WHAT IS REQUIRED: Shift each answer coordinate in the listing by adding 21 to both numbers, and write those lines out again in full, starting at the line containing "written like <point>215,107</point>." and ending at the line containing "<point>351,37</point>", both ends included. Leave every other number in those lines as it is.

DATA ENTRIES:
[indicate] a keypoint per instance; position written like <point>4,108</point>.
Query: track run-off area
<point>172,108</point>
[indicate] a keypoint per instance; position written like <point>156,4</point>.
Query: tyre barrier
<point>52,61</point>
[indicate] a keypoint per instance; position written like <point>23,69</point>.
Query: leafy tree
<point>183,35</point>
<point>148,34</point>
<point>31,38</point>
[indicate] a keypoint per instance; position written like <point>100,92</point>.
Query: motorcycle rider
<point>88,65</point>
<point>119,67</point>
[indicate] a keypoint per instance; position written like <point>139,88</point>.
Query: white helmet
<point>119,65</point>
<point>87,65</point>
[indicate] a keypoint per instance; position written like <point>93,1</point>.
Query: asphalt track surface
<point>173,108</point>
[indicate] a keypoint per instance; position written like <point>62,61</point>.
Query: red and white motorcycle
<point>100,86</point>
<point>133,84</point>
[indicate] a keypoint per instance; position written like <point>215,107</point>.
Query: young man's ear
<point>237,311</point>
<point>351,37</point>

* * *

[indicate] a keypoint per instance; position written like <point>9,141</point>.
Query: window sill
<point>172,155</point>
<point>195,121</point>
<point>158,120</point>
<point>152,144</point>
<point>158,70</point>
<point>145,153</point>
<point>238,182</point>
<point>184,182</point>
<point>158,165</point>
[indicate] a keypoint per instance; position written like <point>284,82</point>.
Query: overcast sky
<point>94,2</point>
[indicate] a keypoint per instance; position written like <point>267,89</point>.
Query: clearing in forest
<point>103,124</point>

--

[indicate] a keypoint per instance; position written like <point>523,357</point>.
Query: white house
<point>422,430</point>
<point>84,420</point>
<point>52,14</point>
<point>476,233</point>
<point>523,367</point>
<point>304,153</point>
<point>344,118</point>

FINISHED TASK:
[indicate] a keypoint per instance; position written like <point>215,107</point>.
Query: young man's ear
<point>258,332</point>
<point>372,58</point>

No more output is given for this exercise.